Convert the data below into a Markdown table with the columns Row and Line. Give each non-blank line its own numbered row.

Excerpts from a point labeling dataset:
○ ○ ○ ○ ○

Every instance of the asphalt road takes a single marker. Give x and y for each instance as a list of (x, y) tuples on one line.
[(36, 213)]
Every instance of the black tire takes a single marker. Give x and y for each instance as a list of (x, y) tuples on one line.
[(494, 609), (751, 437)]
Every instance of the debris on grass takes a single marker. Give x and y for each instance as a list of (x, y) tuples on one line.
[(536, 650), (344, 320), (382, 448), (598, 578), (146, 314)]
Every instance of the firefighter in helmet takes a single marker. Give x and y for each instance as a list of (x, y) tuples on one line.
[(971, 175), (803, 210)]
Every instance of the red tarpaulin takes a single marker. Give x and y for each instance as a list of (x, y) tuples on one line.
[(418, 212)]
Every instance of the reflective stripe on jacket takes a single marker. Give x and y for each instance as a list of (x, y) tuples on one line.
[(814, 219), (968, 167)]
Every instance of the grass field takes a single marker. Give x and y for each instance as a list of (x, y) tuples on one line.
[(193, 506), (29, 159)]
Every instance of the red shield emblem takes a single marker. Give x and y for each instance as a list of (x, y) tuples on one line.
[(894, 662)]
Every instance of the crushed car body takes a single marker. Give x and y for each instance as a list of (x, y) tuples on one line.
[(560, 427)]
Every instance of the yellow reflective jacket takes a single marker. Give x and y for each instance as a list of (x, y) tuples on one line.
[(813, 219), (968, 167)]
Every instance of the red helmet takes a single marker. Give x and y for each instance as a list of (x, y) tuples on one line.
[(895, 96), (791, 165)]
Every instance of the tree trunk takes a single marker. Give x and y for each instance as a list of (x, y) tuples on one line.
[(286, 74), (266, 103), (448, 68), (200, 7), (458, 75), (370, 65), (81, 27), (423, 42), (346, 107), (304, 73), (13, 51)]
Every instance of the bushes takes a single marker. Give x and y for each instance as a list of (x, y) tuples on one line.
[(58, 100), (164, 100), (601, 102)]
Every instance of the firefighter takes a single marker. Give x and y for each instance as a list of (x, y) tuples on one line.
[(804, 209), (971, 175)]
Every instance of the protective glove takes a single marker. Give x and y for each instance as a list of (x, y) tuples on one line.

○ ○ ○ ○ ○

Exercise result –
| Row | Line |
|---|---|
| 1 | Every instance of the asphalt road takes a single marker. Give x and y for each instance as a list of (x, y) tuples on one line. |
| 2 | [(36, 213)] |
| 3 | Every instance of the black tire takes a single marker. Give x and y for each instance as a list of (x, y) tuples on one line. |
| 4 | [(494, 609), (751, 437)] |
| 5 | Every instance of the debris on grass takes a single marker. Give x and y for each instance as a list of (x, y) tuples on one line. |
| 6 | [(536, 650), (344, 320), (382, 448), (598, 578), (146, 314)] |
| 7 | Every instance of the firefighter in helmet takes a single marker. Give x and y for each instance as a list of (x, y) tuples on one line. |
| 8 | [(971, 175), (803, 210)] |
| 9 | Every instance of the red tarpaulin takes a single marker. Give x and y for each instance as a list of (x, y) tuples on one line. |
| 10 | [(418, 212)] |
| 11 | Every instance of the reflective stripe on jacket takes a single marker. Give x and y for each instance as a list of (x, y) tuples on one line. |
| 12 | [(814, 219), (968, 167)] |
| 13 | Every instance of the grass field takes a single marker. Give x and y for each instance as a list of (x, y) tuples on one line. |
| 14 | [(193, 506), (29, 159)] |
| 15 | Every instance of the red shield emblem takes a single marker. Give x and y for each instance as a list of (x, y) tuples on one line. |
| 16 | [(894, 662)] |
| 17 | Every instance of the crushed car body takes a single marker. Give x and y for each instance as a list of (x, y) tuples on one line. |
| 18 | [(560, 427)] |
| 19 | Every instance of the yellow reflective jacket takes a single marker. Give x and y for each instance as a list of (x, y) tuples on one line. |
| 20 | [(813, 219), (968, 167)] |
| 21 | Every instance of the red helmet takes a single marker. Give x and y for each instance as a list of (x, y) tuples on one line. |
| 22 | [(895, 96), (791, 165)] |
| 23 | Every instance of the tree trunk takes a single marker. Give x and y for each instance as a list of (x, y) tuples on one line. |
| 24 | [(286, 74), (266, 103), (448, 68), (200, 7), (458, 75), (370, 65), (81, 27), (423, 42), (346, 107), (304, 73), (13, 51)] |
| 25 | Every instance of the bushes takes a single marker. Give x and y for each instance as a list of (x, y) tuples on one line. |
| 26 | [(58, 100), (164, 100), (601, 102)] |
| 27 | Every instance of the firefighter takes a single marker. Give x and y for each instance as a list of (x, y) tuples on one line. |
| 28 | [(804, 209), (971, 175)] |
| 29 | Every instance of the protective glove takes a single marker. Give x and y for each instance as a list of (x, y) tuples on one line. |